● TASK BRIEF
Copy the entries exactly. Leave nothing out and add nothing.

:: DATA SUPPLIED

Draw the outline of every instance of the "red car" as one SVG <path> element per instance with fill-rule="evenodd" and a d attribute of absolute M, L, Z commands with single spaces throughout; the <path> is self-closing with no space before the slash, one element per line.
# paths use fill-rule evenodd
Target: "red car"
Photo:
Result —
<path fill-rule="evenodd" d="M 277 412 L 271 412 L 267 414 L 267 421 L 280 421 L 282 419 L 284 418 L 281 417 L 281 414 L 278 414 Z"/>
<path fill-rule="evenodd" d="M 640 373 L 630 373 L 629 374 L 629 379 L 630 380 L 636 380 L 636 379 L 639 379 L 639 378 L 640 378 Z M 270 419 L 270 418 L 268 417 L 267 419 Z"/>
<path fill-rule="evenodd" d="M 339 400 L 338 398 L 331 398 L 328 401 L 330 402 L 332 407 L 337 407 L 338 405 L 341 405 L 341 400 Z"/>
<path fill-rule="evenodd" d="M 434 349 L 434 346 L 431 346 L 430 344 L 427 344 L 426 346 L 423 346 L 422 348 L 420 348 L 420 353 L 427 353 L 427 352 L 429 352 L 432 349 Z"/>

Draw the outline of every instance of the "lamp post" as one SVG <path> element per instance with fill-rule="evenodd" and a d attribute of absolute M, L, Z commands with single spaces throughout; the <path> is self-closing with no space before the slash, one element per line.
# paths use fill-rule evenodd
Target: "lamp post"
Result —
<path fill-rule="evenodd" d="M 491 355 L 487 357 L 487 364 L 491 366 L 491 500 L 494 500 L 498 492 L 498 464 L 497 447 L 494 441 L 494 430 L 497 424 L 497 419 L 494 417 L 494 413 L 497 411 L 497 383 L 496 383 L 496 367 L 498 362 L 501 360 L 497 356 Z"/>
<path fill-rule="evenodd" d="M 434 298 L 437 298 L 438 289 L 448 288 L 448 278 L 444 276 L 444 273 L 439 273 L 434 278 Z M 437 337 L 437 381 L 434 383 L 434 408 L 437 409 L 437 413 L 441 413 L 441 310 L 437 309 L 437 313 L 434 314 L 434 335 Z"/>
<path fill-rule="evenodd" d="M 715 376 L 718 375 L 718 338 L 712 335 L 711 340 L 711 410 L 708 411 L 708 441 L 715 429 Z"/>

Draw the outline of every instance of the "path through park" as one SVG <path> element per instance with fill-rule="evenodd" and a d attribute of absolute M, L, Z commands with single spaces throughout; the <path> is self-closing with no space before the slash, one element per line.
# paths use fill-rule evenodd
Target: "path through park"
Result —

::::

● FINISHED EXERCISE
Draw the outline of every instance of the "red car" as one SVG <path> element per instance with fill-rule="evenodd" and a d attribute of absolute M, L, Z commands with single spaces throughout; the <path> is self-closing with no space before the slash, one element per line.
# paths use fill-rule evenodd
Target: "red car"
Photo:
Result —
<path fill-rule="evenodd" d="M 277 412 L 271 412 L 267 414 L 267 421 L 280 421 L 282 419 L 284 418 L 281 417 L 281 414 L 278 414 Z"/>
<path fill-rule="evenodd" d="M 640 373 L 630 373 L 629 374 L 629 379 L 630 380 L 636 380 L 636 379 L 639 379 L 639 378 L 640 378 Z M 270 419 L 270 418 L 268 417 L 267 419 Z"/>
<path fill-rule="evenodd" d="M 339 400 L 338 398 L 331 398 L 328 401 L 330 402 L 332 407 L 337 407 L 338 405 L 341 405 L 341 400 Z"/>
<path fill-rule="evenodd" d="M 434 349 L 434 346 L 431 346 L 430 344 L 427 344 L 426 346 L 423 346 L 422 348 L 420 348 L 420 353 L 427 353 L 427 352 L 429 352 L 432 349 Z"/>

Draw the outline of every instance of the "lamp post" as one SVG <path> element per instance with fill-rule="evenodd" and a d attribute of absolute M, L, Z commands with single spaces throughout; the <path> is self-closing with no space before the slash, one element per line.
# paths use fill-rule evenodd
Target: "lamp post"
Result —
<path fill-rule="evenodd" d="M 491 355 L 487 357 L 487 364 L 491 366 L 491 500 L 494 500 L 498 492 L 498 464 L 497 447 L 494 441 L 494 430 L 497 424 L 497 419 L 494 417 L 494 413 L 497 411 L 497 383 L 496 383 L 496 367 L 498 362 L 501 360 L 497 356 Z"/>
<path fill-rule="evenodd" d="M 434 298 L 437 298 L 438 289 L 448 288 L 448 278 L 444 276 L 444 273 L 439 273 L 434 278 Z M 437 337 L 437 381 L 434 383 L 434 408 L 437 409 L 437 413 L 441 413 L 441 310 L 437 309 L 437 313 L 434 314 L 434 335 Z"/>
<path fill-rule="evenodd" d="M 715 376 L 718 375 L 718 338 L 712 335 L 711 340 L 711 410 L 708 411 L 708 441 L 715 429 Z"/>

Draw the outline of every instance of the "path through park" as one SVG <path> element per instance with fill-rule="evenodd" and a d attribute of absolute M, L, Z commands with single spaces throughout; the <path> is self-closing with no space before the slash, one element per line.
# paths use fill-rule evenodd
Target: "path through park"
Result —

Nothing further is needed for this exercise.